◆ TEXT EXTRACT ◆

# # # #

But what if we tried to stop reading the parable just about us?
What if we stopped, just for a minute, gleaning information about ourselves, looking for the judgment or the acquittal? What if the prodigal son isn’t about the son at all, or even the brother? What if it’s all about the parent, running through the field, wondering if his eyes could be deceiving him because the sight is such a wonder?

This week, I watched an astonishing video from a performance piece by Marina Abramovic. Abramovic is a superstar of performance art, the kind your grandmother warned you about, where you pay money to watch someone starve themselves for a month or cut themselves with a knife.    

Having done all those things, in 2010, for 2 ½ months she sat in a gallery at the Museum of Modern Art in New York and invited anyone who wanted to to come and sit across from her. For however long they wanted, people could just sit. In silence. And she’d look at them. And they’d look at her, for as long as they’d want to. A lot of people came to see her and sat down and cried. Then, they’d put themselves back together, and then someone else would come.

I don’t know why it came around now, but this week a facebook friend posted on his page a video that came from this endeavor, now three years old, of Abramovic being surprised by her former partner, another artist whom she’d worked with, whom she hadn’t seen for over twenty years. They had been deeply in love and pushed all kinds of artistic boundaries together, but eventually felt called to go their separate ways. Rather than a final cardboard box in the trunk, however, when their relationship was over they walked the Great Wall of China from opposite ends and met in the middle, in order to say goodbye.   That was in 1988.  It was over, and they agreed they’d never meet again.  

22 years later, in 2010, she’s doing her biggest show ever at the Museum of Modern Art.  And all kinds of people come—whoever has the patience to wait their turn—ordinary people, famous people, all bringing their own anxiety and their own pain to the meeting, but largely anonymous. But then Ullay comes.  He’s in his sixties, but well dressed in fancy jeans and a red shirt.  Between visitors, she looks down and collects herself, and as she’s doing this, eyes closed, he sits down, stretches his legs as though to calm himself, and settles down. He’s clearly self-conscious.

And she looks us and smiles a little, and she smiles a little, and he kind of shakes his head, and the camera focuses on her face and she begins to cry, slowly, and it goes to him and he looks, and shakes his head a little, and then she moves forward and extends her hands over the table. And her hands are out, just for a split second, and you hold your breath and you don’t know what he’s going to do.

And he takes her hands. And everyone has been so well-behaved, but they all start to clap—they can’t hold it in. They have witnessed something deeply profound.  And they just sit there and hold hands, and then he gets up and she covers her face with her hands, and the next one comes.

That is the moment that this parable is about.  Hands extended, she reaches into space, not sure what will happen. 

In the story, the son comes home, fearful and ashamed. He comes planning to ask his father to treat him as a hired hand, to give him just enough to live on. I am no longer worthy enough to be called your son, he rehearses.

But while he was still far off, his father saw him and was filled with compassion; he ran and put his arms around him and kissed him.

That moment that is the prodigal son coming home.

# # # #

◆ WORKING DATA ◆
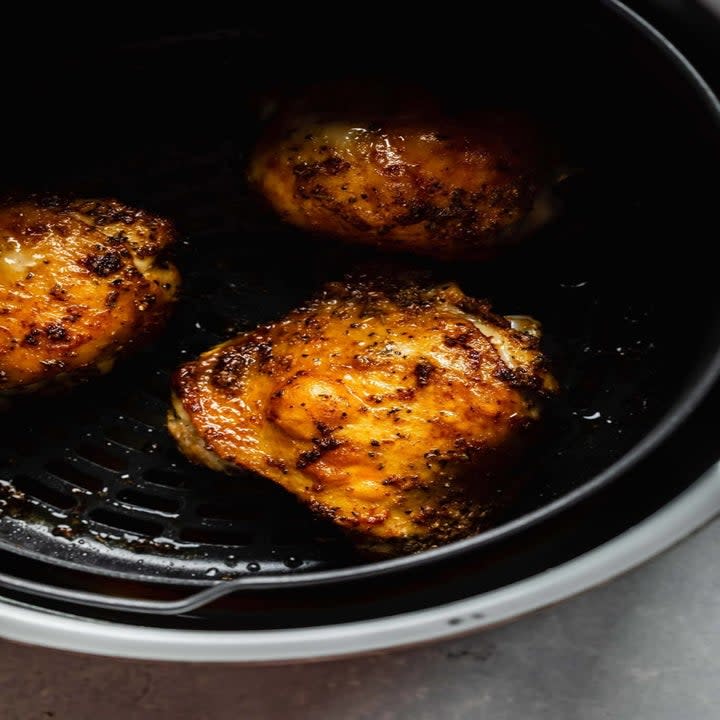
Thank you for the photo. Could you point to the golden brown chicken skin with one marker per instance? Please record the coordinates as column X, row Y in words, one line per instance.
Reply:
column 81, row 282
column 395, row 410
column 404, row 174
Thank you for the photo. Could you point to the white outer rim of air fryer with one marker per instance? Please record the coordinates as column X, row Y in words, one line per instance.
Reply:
column 688, row 512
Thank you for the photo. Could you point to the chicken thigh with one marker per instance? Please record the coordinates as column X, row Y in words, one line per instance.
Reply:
column 403, row 173
column 81, row 282
column 395, row 408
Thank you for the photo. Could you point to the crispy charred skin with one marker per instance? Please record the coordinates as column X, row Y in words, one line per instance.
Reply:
column 81, row 282
column 393, row 410
column 402, row 174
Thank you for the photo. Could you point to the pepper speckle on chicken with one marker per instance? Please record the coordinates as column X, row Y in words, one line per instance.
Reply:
column 402, row 173
column 393, row 408
column 81, row 281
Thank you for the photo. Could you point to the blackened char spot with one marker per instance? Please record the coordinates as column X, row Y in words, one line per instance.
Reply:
column 322, row 445
column 56, row 332
column 423, row 371
column 32, row 338
column 103, row 264
column 231, row 366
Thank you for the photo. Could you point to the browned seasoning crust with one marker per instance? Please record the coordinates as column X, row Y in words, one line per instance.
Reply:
column 402, row 173
column 390, row 408
column 81, row 281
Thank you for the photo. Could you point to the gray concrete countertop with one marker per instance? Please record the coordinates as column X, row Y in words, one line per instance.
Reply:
column 645, row 646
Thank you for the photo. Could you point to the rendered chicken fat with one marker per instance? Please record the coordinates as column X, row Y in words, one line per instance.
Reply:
column 395, row 409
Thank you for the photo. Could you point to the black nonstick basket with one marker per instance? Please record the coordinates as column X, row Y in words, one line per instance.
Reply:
column 97, row 506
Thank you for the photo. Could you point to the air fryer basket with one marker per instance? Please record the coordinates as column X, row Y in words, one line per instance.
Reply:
column 92, row 481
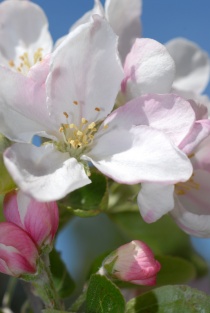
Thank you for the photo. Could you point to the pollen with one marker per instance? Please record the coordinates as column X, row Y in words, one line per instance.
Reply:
column 183, row 188
column 78, row 136
column 65, row 114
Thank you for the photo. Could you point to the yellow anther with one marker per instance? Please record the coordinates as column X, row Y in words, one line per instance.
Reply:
column 84, row 121
column 65, row 114
column 91, row 125
column 11, row 63
column 79, row 133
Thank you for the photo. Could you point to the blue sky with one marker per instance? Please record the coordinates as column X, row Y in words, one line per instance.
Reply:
column 162, row 19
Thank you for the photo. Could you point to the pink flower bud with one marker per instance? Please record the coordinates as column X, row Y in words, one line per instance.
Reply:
column 133, row 262
column 18, row 253
column 38, row 219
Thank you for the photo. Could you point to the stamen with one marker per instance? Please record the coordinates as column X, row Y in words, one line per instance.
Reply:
column 11, row 63
column 65, row 114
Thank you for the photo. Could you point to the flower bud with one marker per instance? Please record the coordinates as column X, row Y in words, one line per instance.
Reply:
column 18, row 253
column 6, row 182
column 133, row 262
column 38, row 219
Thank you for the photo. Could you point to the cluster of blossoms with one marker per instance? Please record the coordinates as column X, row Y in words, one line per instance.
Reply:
column 104, row 97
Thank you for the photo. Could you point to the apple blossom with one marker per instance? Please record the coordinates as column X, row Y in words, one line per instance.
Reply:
column 192, row 69
column 24, row 35
column 133, row 262
column 38, row 219
column 148, row 68
column 124, row 18
column 188, row 202
column 69, row 106
column 18, row 253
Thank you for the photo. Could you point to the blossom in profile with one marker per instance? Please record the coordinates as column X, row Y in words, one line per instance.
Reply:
column 38, row 219
column 187, row 202
column 124, row 18
column 18, row 252
column 24, row 35
column 192, row 69
column 133, row 262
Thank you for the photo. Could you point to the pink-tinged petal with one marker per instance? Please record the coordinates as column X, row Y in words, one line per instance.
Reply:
column 200, row 131
column 168, row 113
column 97, row 9
column 148, row 68
column 11, row 210
column 192, row 65
column 85, row 73
column 201, row 111
column 23, row 28
column 155, row 200
column 133, row 262
column 138, row 154
column 191, row 211
column 124, row 18
column 17, row 250
column 23, row 111
column 200, row 158
column 38, row 219
column 44, row 173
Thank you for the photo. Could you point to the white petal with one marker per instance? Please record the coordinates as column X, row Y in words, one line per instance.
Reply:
column 138, row 154
column 124, row 17
column 148, row 68
column 155, row 200
column 97, row 9
column 23, row 111
column 191, row 211
column 86, row 69
column 44, row 173
column 23, row 28
column 192, row 65
column 168, row 113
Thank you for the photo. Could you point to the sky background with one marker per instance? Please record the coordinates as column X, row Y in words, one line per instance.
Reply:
column 162, row 20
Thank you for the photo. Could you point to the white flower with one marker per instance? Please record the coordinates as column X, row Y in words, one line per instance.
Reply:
column 68, row 105
column 24, row 35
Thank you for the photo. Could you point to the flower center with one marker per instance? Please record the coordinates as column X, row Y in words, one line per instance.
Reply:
column 77, row 137
column 25, row 62
column 182, row 188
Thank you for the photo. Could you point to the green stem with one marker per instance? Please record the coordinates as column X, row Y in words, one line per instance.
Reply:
column 79, row 302
column 44, row 287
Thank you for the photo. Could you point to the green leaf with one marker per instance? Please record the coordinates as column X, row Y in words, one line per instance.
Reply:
column 89, row 200
column 174, row 270
column 53, row 311
column 173, row 299
column 62, row 280
column 103, row 296
column 163, row 236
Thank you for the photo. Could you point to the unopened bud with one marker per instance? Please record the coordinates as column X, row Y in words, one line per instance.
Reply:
column 18, row 253
column 133, row 262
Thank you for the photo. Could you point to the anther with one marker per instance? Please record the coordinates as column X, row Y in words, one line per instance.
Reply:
column 65, row 114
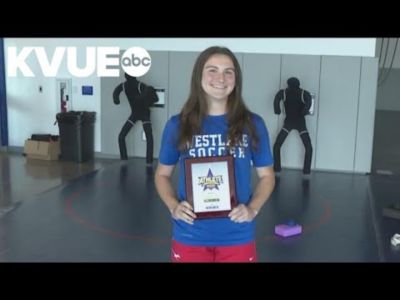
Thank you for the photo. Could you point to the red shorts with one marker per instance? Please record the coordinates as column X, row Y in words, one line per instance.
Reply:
column 238, row 253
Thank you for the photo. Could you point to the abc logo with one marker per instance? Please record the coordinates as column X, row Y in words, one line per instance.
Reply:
column 136, row 61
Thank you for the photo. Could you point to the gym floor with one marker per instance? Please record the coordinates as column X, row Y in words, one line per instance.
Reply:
column 109, row 211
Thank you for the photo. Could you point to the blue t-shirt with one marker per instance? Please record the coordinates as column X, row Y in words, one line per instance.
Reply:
column 216, row 231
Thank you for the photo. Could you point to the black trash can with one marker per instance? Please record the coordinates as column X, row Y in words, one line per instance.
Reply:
column 76, row 135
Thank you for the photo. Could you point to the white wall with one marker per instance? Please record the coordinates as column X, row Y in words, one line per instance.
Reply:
column 32, row 112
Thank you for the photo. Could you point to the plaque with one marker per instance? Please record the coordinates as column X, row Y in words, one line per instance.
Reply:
column 210, row 185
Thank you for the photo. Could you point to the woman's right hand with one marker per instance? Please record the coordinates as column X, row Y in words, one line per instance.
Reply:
column 183, row 211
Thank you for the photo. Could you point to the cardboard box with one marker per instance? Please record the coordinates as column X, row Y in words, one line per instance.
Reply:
column 42, row 150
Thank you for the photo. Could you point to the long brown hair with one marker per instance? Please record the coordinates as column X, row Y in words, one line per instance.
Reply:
column 195, row 108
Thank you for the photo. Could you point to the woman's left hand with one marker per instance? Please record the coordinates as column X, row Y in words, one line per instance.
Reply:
column 242, row 213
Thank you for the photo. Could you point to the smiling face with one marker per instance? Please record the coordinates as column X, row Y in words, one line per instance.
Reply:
column 218, row 78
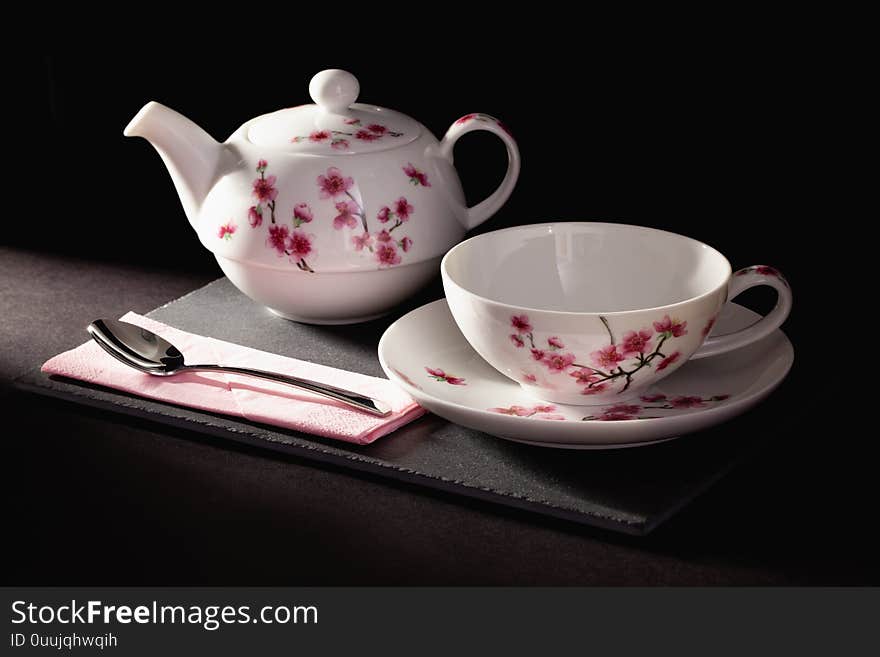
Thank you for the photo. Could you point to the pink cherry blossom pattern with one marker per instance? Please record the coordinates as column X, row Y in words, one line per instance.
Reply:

# # # #

◆ LIST OF TASKS ◆
1. Check these statements against the sermon excerpt on the prodigal son. For each one, answer yes or no and quote the words that decide it. (a) Abramovic sat in a gallery at the Museum of Modern Art for 2 ½ months in 2010. (b) Abramovic and her former partner started walking the Great Wall of China from the same end. (c) Ullay arrived wearing a blue shirt.
2. Please revise the rows from the line containing "Thank you for the photo. Could you point to the plaque" through the end of the rows, replacing "woman's" with "person's" and leaving everything else as it is; omit the pictures.

◆ ANSWERS BY TASK ◆
1.
(a) Yes: "in 2010, for 2 ½ months she sat in a gallery at the Museum of Modern Art in New York"
(b) No: "they walked the Great Wall of China from opposite ends and met in the middle"
(c) No: "well dressed in fancy jeans and a red shirt"

2.
Thank you for the photo. Could you point to the plaque with one marker per instance? Please record the coordinates as column X, row Y in words, one line per instance.
Reply:
column 210, row 185
Thank you for the photo. Could you point to the person's right hand with one marker per instance? Please record the coordinates as column X, row Y in words, one line per instance.
Reply:
column 183, row 211
Thank you for the photo. Could you point to the cardboard box with one marker per instance? Please record the coordinates as column X, row Y in words, one line per instance.
Reply:
column 42, row 150
Thank you for the photo. Could you point to the long brown hair with one marker per instance? Please record the coordinates as column X, row Y in words, one line per instance.
Reply:
column 195, row 108
Thank you for the photo. Could you point to the person's left hand with one marker per instance? Please record the coordinates as column X, row Y in words, one line per instance.
Reply:
column 242, row 213
Thank you for the photo. Could you point to the smiling face with one marker per instance? Please record the coordinates as column X, row Y in words, one line per instance.
Reply:
column 218, row 78
Thank you for the photo. Could you point to the pink cherry blossom pattern with one marker per instance? Please record the coordinates as column X, row Y in words, one line per instance.
Reply:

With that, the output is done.